▸ **What is needed**
Repeat, exactly and in full, the lines of the listing below, but without any pictures.

(Coordinate annotation entries)
....

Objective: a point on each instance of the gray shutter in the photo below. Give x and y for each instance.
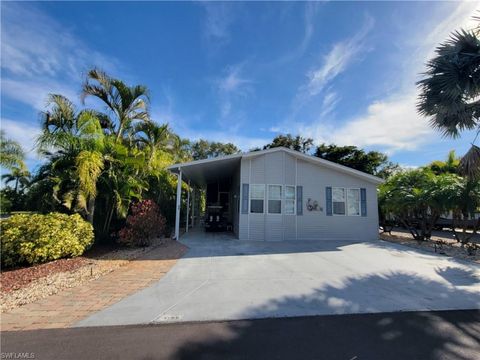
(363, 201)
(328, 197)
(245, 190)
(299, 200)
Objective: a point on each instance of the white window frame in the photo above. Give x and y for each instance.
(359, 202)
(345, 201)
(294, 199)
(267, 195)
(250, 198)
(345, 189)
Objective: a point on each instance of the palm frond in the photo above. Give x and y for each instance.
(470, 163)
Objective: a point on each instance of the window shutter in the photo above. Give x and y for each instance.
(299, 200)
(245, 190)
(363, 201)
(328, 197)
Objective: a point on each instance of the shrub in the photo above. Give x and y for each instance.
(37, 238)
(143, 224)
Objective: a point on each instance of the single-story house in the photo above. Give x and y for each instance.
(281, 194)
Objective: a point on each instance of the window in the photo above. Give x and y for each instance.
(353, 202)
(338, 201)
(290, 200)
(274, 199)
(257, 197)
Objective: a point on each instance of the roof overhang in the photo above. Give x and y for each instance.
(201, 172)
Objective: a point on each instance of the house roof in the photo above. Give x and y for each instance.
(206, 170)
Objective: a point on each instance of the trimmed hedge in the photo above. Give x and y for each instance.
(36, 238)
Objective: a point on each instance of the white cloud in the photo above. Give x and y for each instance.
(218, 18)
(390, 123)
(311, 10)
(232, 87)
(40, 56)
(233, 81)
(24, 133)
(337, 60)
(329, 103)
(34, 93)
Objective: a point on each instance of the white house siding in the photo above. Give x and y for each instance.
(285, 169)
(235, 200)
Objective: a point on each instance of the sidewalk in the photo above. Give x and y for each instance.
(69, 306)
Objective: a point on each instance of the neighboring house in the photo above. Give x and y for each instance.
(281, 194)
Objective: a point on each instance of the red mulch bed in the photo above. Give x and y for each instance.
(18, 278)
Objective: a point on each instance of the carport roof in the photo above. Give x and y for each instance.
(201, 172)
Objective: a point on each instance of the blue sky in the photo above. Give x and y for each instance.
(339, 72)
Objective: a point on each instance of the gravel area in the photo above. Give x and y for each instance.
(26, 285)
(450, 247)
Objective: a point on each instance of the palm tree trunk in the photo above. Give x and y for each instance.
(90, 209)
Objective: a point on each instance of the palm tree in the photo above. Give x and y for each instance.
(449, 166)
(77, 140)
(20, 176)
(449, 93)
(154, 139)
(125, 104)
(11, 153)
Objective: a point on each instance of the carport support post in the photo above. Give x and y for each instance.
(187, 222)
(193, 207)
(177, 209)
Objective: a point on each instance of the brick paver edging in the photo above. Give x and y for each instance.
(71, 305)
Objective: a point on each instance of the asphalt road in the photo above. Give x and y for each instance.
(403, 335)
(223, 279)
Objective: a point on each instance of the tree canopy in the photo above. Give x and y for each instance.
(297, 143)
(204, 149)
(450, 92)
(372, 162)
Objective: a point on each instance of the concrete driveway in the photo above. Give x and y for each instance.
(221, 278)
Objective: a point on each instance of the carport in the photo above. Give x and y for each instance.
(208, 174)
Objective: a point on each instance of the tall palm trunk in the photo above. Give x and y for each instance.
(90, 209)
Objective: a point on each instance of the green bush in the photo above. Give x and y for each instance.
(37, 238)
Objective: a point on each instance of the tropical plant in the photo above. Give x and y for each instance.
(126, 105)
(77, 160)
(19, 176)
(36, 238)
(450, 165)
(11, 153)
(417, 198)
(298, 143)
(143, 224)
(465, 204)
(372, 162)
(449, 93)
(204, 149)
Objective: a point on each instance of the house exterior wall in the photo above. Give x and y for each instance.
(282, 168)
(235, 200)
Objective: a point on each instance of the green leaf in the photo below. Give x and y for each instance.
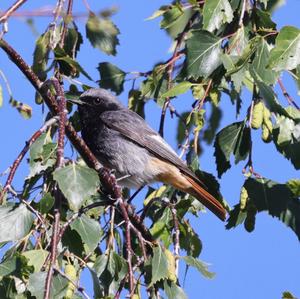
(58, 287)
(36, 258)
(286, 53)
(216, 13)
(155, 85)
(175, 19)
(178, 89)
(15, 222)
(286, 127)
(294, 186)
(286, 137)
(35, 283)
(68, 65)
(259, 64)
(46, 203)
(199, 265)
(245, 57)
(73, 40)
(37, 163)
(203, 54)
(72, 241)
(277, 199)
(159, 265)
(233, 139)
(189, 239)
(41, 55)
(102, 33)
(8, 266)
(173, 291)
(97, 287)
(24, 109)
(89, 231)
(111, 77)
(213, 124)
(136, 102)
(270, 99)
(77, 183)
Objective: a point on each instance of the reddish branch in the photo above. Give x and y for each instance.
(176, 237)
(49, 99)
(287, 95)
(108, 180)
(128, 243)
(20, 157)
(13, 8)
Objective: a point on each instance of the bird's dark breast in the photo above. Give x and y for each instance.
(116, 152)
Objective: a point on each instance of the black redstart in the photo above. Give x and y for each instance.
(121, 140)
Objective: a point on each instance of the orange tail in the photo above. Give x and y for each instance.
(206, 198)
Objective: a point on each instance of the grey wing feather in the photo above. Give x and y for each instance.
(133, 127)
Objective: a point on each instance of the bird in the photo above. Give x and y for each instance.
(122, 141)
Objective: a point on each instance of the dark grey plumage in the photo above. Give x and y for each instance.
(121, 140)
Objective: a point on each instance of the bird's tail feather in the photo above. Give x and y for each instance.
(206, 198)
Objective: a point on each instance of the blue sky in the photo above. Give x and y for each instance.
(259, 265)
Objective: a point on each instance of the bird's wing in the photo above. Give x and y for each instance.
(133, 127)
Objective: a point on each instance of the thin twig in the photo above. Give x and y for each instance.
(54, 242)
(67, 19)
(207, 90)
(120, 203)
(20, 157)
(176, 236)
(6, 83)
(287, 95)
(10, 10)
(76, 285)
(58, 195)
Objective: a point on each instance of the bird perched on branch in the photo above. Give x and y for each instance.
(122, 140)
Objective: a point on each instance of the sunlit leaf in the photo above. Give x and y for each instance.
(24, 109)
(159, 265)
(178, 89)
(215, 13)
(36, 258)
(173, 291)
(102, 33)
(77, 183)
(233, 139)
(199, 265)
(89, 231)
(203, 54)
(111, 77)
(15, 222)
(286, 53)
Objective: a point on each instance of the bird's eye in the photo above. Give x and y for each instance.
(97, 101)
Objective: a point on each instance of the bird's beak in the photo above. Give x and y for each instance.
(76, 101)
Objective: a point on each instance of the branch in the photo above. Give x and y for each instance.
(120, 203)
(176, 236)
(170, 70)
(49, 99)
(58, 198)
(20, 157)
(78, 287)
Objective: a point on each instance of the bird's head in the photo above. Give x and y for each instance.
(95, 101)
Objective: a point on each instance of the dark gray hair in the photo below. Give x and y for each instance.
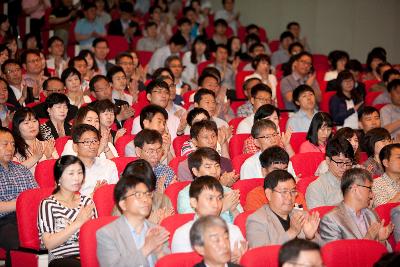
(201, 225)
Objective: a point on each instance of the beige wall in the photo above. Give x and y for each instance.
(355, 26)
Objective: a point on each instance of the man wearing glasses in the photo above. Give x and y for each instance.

....

▸ **Response for this exercise**
Objective: a point on each instance of the gray shutter in the photo below. Give x and y for each instance.
(363, 201)
(328, 197)
(245, 190)
(299, 200)
Objective: a point on each instance of the white window frame in the photo above. Give x and y for each instance.
(359, 202)
(345, 201)
(294, 199)
(267, 195)
(250, 198)
(345, 189)
Objective: a point on each instance of the palm frond in the photo above. Give x and y for each instance.
(470, 163)
Objective: a point on each instance of the window shutter in the photo above. Give x and y for each instance.
(299, 200)
(245, 190)
(363, 201)
(328, 197)
Objective: a point on each instance of the shrub in the photo above. Give x and y for each instance.
(37, 238)
(143, 224)
Objective: a point on each instance of the single-story house in the photo above. Give x and y for each instance.
(281, 194)
Objective: a point on each instance of the window in the photo above. Give x and y for each instance.
(353, 202)
(338, 201)
(290, 200)
(274, 199)
(257, 197)
Objective: a point on each instance of the roof overhang in the photo above. Give x and y for each instance.
(201, 172)
Objective: a point on each instance of the house roof in the photo above. Give x and y for each instance.
(206, 170)
Objective: a point on each instance of the trimmed hedge in the photo above. Give x and y for each instance.
(36, 238)
Objective: a point on each instance of the white cloud in the photo above. Give x and y for each instance.
(218, 18)
(390, 123)
(311, 10)
(232, 87)
(40, 56)
(233, 81)
(24, 133)
(337, 60)
(329, 103)
(34, 93)
Objective: a point on each instance of the white house siding in the photo above. Give x and y for each instance.
(285, 169)
(235, 200)
Objective: a point on each instance of the sidewalk in the photo above. Give x and y for each instance.
(69, 306)
Objective: a point on each instance of the neighboring house in the photo above. Give x and y for each instance.
(281, 194)
Objective: a point on each instance of the red mulch bed in the photo above. Give x and y for each instance.
(18, 278)
Objective: a point on each instance of the carport roof in the photo above. Give x and y for each instance.
(201, 172)
Objective: a point on each instance of the blue sky in the photo above. Give x and y for each instance.
(339, 72)
Objective: a point on each instance of the gravel area in the photo above. Give x and y for each instance.
(26, 285)
(450, 247)
Objective: a point on each instance of the palm tree trunk in the photo above. Give x and y for each instance.
(90, 209)
Objective: a point on each instance of the palm tree in the photo above. Give x and y for each instance.
(449, 166)
(77, 140)
(20, 176)
(449, 93)
(154, 139)
(125, 104)
(11, 153)
Objective: a point on each instance of the carport support post in the photo above. Give x and y for each instance.
(187, 222)
(193, 207)
(177, 209)
Objective: a point on each instance of the brick paver edging in the photo above. Give x and y for each instance.
(71, 305)
Objective: a point on each instance of the asphalt road in the photo above. Give x and y for each instance.
(403, 335)
(223, 279)
Objective: a point on each instance of the tree canopy in the photo above. Give x and y for each instance.
(297, 143)
(204, 149)
(450, 92)
(372, 162)
Objective: a point on each instance of the concrete driveway in the photo above. Give x and y for each instance.
(221, 278)
Objective: a point on each instance of the carport in the photo above. Give x and y for each instance.
(208, 174)
Objective: a point on each instance of the tall palm trunk in the photo above. Give x and y for each instance.
(90, 209)
Objective: a point on each instance of the green bush in the photo above. Give x and y for each instance.
(37, 238)
Objective: a point on each instance of the tropical plant in the photo above. Give x and y for each instance.
(126, 105)
(77, 160)
(19, 176)
(36, 238)
(450, 165)
(11, 153)
(417, 198)
(298, 143)
(143, 224)
(465, 204)
(372, 162)
(449, 93)
(204, 149)
Objective: a point on each instance of the house exterior wall in the photo above. Give x and y for each instance.
(282, 168)
(235, 200)
Objective: a point on each instance of the green leaf in the photo below. Give x and y for each instance.
(58, 287)
(36, 258)
(286, 53)
(216, 13)
(155, 85)
(175, 19)
(178, 89)
(15, 222)
(286, 127)
(294, 186)
(286, 137)
(35, 283)
(68, 65)
(259, 64)
(46, 203)
(199, 265)
(245, 57)
(73, 40)
(37, 163)
(203, 54)
(72, 241)
(277, 199)
(159, 265)
(233, 139)
(189, 239)
(41, 55)
(102, 33)
(8, 266)
(173, 291)
(97, 287)
(24, 109)
(89, 231)
(111, 77)
(213, 124)
(136, 102)
(270, 99)
(77, 183)
Objective: a point on each instance of the reddish branch in the photo above. Give x and y for each instance.
(176, 237)
(49, 99)
(287, 95)
(108, 180)
(128, 243)
(20, 157)
(13, 8)
Objective: a point on each instance of the bird's dark breast in the photo above. Give x and y for each instance.
(116, 152)
Objective: a point on each instance of the black redstart in the photo above. Give x and y for each instance.
(121, 140)
Objective: a point on each instance of the orange tail in the photo above. Give x and y for each instance.
(206, 198)
Objective: a point on each instance of the grey wing feather in the photo above. Give x and y for each instance.
(133, 127)
Objective: a point on each instance of the bird in the photo above. Give x and y for each instance.
(122, 141)
Objective: a point on each instance of the dark grey plumage in the photo above. Give x and y for each instance.
(121, 140)
Objective: a point on each instance of the bird's tail feather in the photo above. Give x and y for each instance.
(206, 198)
Objective: a point on each instance of the blue sky in the photo above. Give x and y for each instance.
(259, 265)
Objective: a point on each instance of the bird's wing in the photo above. Give x and y for each instance.
(133, 127)
Objective: a point on each instance of the thin twig in the photo above. Give x and y for each instance.
(54, 242)
(67, 19)
(207, 90)
(120, 203)
(20, 157)
(176, 236)
(6, 83)
(287, 95)
(10, 10)
(76, 285)
(58, 195)
Objective: a point on each instance of the bird perched on branch in the photo above. Give x and y for each instance.
(122, 140)
Objective: a point on each instance of the sunlit leaf in the photo above. Give x and y for each instance.
(24, 109)
(159, 265)
(178, 89)
(215, 13)
(36, 258)
(173, 291)
(102, 33)
(77, 183)
(233, 139)
(199, 265)
(89, 231)
(203, 54)
(111, 77)
(15, 222)
(286, 53)
Objective: a point on each instance of the bird's eye in the photo above. Give x and y for each instance.
(97, 101)
Objective: a point on each instance of the bird's beak in the photo above. Give x and y for each instance.
(76, 101)
Objective: a point on each instance of the branch in the photo above. Give x and y for each instance.
(120, 203)
(176, 236)
(170, 70)
(49, 99)
(58, 198)
(20, 157)
(78, 287)
Objective: a point on each instance of the bird's head in the photo above. Give x and y for each instance.
(95, 101)
Objective: a point on each instance of the dark gray hair in the photo below. Give x and y for each instance.
(201, 225)
Objective: a point on each instance of the beige wall in the photo above. Give x and y for each instance.
(355, 26)
Objective: a point on each instance of the man wearing glasses in the photo above. Give x and y for each instance.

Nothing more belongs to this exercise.